__About this task__.
Set down all the entries again, word for word.

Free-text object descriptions
*** Block opens ***
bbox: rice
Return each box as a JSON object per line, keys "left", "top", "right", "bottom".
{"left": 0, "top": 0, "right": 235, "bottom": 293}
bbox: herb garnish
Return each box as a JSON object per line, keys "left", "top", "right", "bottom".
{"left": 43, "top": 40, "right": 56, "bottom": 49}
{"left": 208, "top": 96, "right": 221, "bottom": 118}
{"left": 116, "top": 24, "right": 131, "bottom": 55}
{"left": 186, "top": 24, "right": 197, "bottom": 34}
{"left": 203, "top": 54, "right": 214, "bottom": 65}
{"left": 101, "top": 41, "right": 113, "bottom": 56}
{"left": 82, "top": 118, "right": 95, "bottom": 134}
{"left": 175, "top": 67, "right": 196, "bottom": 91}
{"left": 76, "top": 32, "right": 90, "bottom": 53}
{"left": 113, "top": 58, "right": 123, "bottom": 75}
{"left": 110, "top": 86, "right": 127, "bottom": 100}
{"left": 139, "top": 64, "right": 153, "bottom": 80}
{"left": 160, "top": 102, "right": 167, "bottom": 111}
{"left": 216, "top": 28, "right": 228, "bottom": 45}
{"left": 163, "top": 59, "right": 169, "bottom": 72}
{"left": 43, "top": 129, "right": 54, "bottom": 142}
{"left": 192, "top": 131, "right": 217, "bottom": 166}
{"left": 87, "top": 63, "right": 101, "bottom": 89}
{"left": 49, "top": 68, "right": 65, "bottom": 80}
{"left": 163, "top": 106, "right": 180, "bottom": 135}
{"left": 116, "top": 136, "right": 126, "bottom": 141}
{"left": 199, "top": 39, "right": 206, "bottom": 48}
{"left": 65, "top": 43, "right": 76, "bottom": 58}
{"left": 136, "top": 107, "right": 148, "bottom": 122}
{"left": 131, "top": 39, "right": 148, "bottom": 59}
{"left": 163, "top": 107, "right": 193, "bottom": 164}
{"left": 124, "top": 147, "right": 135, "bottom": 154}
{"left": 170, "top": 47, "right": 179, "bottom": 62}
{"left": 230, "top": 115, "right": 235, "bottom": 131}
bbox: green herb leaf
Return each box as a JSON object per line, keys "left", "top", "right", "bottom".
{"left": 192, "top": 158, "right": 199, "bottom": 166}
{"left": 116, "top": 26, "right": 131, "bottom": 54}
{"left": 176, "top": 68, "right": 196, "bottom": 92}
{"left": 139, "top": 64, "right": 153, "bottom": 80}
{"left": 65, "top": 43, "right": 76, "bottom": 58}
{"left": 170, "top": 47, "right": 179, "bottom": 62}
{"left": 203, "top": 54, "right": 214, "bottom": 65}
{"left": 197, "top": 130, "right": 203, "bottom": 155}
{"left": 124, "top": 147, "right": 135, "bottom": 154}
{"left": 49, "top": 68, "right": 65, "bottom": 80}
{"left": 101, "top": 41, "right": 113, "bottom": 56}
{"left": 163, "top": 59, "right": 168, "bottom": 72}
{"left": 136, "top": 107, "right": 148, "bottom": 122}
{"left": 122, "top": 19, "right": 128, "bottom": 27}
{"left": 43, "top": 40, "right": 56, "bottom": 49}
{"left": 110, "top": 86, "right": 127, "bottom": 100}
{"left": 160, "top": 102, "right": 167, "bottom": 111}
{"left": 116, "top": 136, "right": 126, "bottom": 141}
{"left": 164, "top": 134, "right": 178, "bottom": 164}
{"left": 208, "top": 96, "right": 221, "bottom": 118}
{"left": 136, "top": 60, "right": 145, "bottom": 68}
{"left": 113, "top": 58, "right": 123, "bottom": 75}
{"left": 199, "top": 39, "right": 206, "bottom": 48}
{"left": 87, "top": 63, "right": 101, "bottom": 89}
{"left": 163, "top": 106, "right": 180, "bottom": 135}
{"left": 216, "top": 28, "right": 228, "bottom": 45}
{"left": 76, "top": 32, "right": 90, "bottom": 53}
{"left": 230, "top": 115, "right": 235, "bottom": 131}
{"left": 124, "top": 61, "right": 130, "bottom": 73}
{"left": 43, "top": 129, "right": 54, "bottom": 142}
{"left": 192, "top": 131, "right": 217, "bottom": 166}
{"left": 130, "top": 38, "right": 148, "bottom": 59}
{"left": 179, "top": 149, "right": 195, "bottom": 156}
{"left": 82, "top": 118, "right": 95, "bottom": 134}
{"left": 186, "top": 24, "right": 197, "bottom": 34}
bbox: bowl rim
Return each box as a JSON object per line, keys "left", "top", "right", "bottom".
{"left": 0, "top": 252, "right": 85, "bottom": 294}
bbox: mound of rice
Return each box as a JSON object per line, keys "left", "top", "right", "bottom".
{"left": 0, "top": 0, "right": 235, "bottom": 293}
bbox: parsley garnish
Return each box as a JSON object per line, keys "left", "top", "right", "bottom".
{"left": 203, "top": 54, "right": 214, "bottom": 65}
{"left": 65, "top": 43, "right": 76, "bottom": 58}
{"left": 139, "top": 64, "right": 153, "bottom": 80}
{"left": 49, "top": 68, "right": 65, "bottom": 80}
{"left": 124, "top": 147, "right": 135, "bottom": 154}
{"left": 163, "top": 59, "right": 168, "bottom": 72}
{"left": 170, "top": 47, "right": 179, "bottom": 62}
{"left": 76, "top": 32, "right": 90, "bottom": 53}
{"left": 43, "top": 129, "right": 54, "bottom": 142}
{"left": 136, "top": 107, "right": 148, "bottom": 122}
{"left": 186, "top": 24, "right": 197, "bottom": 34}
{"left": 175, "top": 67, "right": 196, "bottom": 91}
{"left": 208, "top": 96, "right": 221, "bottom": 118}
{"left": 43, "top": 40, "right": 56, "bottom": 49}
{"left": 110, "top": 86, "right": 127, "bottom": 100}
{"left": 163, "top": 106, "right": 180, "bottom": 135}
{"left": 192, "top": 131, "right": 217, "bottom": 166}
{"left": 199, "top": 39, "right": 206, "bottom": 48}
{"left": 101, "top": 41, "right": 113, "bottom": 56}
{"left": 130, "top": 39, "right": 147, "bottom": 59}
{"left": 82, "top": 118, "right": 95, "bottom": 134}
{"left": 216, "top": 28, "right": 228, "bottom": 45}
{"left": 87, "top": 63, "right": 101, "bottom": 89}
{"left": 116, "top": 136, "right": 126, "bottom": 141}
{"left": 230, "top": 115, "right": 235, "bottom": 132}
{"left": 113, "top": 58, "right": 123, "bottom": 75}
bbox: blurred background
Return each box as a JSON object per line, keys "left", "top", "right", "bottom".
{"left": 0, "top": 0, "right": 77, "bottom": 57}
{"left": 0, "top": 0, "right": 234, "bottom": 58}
*** Block closes ***
__Reply__.
bbox: rice
Return each box as a JSON object per line, keys "left", "top", "right", "bottom".
{"left": 0, "top": 0, "right": 235, "bottom": 293}
bbox: herb garnish
Return each box as a JSON object per line, keys "left", "top", "right", "bottom".
{"left": 43, "top": 40, "right": 56, "bottom": 49}
{"left": 208, "top": 96, "right": 221, "bottom": 118}
{"left": 116, "top": 24, "right": 131, "bottom": 55}
{"left": 186, "top": 24, "right": 197, "bottom": 34}
{"left": 203, "top": 54, "right": 214, "bottom": 65}
{"left": 101, "top": 41, "right": 113, "bottom": 56}
{"left": 82, "top": 118, "right": 95, "bottom": 134}
{"left": 175, "top": 67, "right": 196, "bottom": 91}
{"left": 76, "top": 32, "right": 90, "bottom": 53}
{"left": 113, "top": 58, "right": 123, "bottom": 75}
{"left": 110, "top": 86, "right": 127, "bottom": 100}
{"left": 139, "top": 64, "right": 153, "bottom": 80}
{"left": 160, "top": 102, "right": 167, "bottom": 111}
{"left": 216, "top": 28, "right": 228, "bottom": 45}
{"left": 163, "top": 59, "right": 169, "bottom": 72}
{"left": 43, "top": 129, "right": 54, "bottom": 142}
{"left": 192, "top": 131, "right": 217, "bottom": 166}
{"left": 87, "top": 63, "right": 101, "bottom": 89}
{"left": 49, "top": 68, "right": 65, "bottom": 80}
{"left": 163, "top": 106, "right": 180, "bottom": 135}
{"left": 116, "top": 136, "right": 126, "bottom": 141}
{"left": 199, "top": 39, "right": 206, "bottom": 48}
{"left": 65, "top": 43, "right": 76, "bottom": 58}
{"left": 136, "top": 107, "right": 148, "bottom": 122}
{"left": 131, "top": 39, "right": 148, "bottom": 59}
{"left": 163, "top": 107, "right": 193, "bottom": 164}
{"left": 124, "top": 147, "right": 135, "bottom": 154}
{"left": 170, "top": 47, "right": 179, "bottom": 62}
{"left": 230, "top": 115, "right": 235, "bottom": 131}
bbox: green herb leaf
Return each box as a JSON object per line, keys "left", "top", "right", "bottom".
{"left": 192, "top": 158, "right": 199, "bottom": 166}
{"left": 116, "top": 26, "right": 131, "bottom": 54}
{"left": 176, "top": 68, "right": 196, "bottom": 92}
{"left": 139, "top": 64, "right": 153, "bottom": 80}
{"left": 65, "top": 43, "right": 76, "bottom": 58}
{"left": 170, "top": 47, "right": 179, "bottom": 62}
{"left": 203, "top": 54, "right": 214, "bottom": 65}
{"left": 197, "top": 130, "right": 203, "bottom": 155}
{"left": 124, "top": 147, "right": 135, "bottom": 154}
{"left": 49, "top": 68, "right": 65, "bottom": 80}
{"left": 101, "top": 41, "right": 113, "bottom": 56}
{"left": 163, "top": 59, "right": 168, "bottom": 72}
{"left": 136, "top": 107, "right": 148, "bottom": 122}
{"left": 122, "top": 19, "right": 128, "bottom": 27}
{"left": 43, "top": 40, "right": 56, "bottom": 49}
{"left": 110, "top": 86, "right": 127, "bottom": 100}
{"left": 160, "top": 102, "right": 167, "bottom": 111}
{"left": 116, "top": 136, "right": 126, "bottom": 141}
{"left": 164, "top": 134, "right": 178, "bottom": 164}
{"left": 208, "top": 96, "right": 221, "bottom": 118}
{"left": 136, "top": 60, "right": 145, "bottom": 68}
{"left": 113, "top": 58, "right": 123, "bottom": 75}
{"left": 199, "top": 39, "right": 206, "bottom": 48}
{"left": 87, "top": 63, "right": 101, "bottom": 89}
{"left": 163, "top": 106, "right": 180, "bottom": 135}
{"left": 216, "top": 28, "right": 228, "bottom": 45}
{"left": 76, "top": 32, "right": 90, "bottom": 53}
{"left": 230, "top": 115, "right": 235, "bottom": 131}
{"left": 124, "top": 61, "right": 130, "bottom": 73}
{"left": 43, "top": 129, "right": 54, "bottom": 142}
{"left": 192, "top": 131, "right": 217, "bottom": 166}
{"left": 130, "top": 38, "right": 148, "bottom": 59}
{"left": 179, "top": 149, "right": 195, "bottom": 156}
{"left": 82, "top": 118, "right": 95, "bottom": 134}
{"left": 186, "top": 24, "right": 197, "bottom": 34}
bbox: bowl rim
Return each box as a JSON object per line, keys "left", "top", "right", "bottom".
{"left": 0, "top": 252, "right": 85, "bottom": 294}
bbox: mound of rice
Return each box as a JSON object per line, keys "left", "top", "right", "bottom".
{"left": 0, "top": 0, "right": 235, "bottom": 293}
bbox: parsley garnish
Return each box as a JSON object per line, keys "left", "top", "right", "bottom".
{"left": 203, "top": 54, "right": 214, "bottom": 65}
{"left": 65, "top": 43, "right": 76, "bottom": 58}
{"left": 139, "top": 64, "right": 153, "bottom": 80}
{"left": 49, "top": 68, "right": 65, "bottom": 80}
{"left": 124, "top": 147, "right": 135, "bottom": 154}
{"left": 163, "top": 59, "right": 168, "bottom": 72}
{"left": 170, "top": 47, "right": 179, "bottom": 62}
{"left": 76, "top": 32, "right": 90, "bottom": 53}
{"left": 43, "top": 129, "right": 54, "bottom": 142}
{"left": 136, "top": 107, "right": 148, "bottom": 122}
{"left": 186, "top": 24, "right": 197, "bottom": 34}
{"left": 175, "top": 67, "right": 196, "bottom": 91}
{"left": 208, "top": 96, "right": 221, "bottom": 118}
{"left": 43, "top": 40, "right": 56, "bottom": 49}
{"left": 110, "top": 86, "right": 127, "bottom": 100}
{"left": 163, "top": 106, "right": 180, "bottom": 135}
{"left": 192, "top": 131, "right": 217, "bottom": 166}
{"left": 199, "top": 39, "right": 206, "bottom": 48}
{"left": 101, "top": 41, "right": 113, "bottom": 56}
{"left": 130, "top": 39, "right": 147, "bottom": 59}
{"left": 82, "top": 118, "right": 95, "bottom": 134}
{"left": 216, "top": 28, "right": 228, "bottom": 45}
{"left": 87, "top": 63, "right": 101, "bottom": 89}
{"left": 116, "top": 136, "right": 126, "bottom": 141}
{"left": 230, "top": 115, "right": 235, "bottom": 132}
{"left": 113, "top": 58, "right": 123, "bottom": 75}
bbox: blurred background
Return each box as a JSON object per line, keys "left", "top", "right", "bottom".
{"left": 0, "top": 0, "right": 77, "bottom": 57}
{"left": 0, "top": 0, "right": 234, "bottom": 58}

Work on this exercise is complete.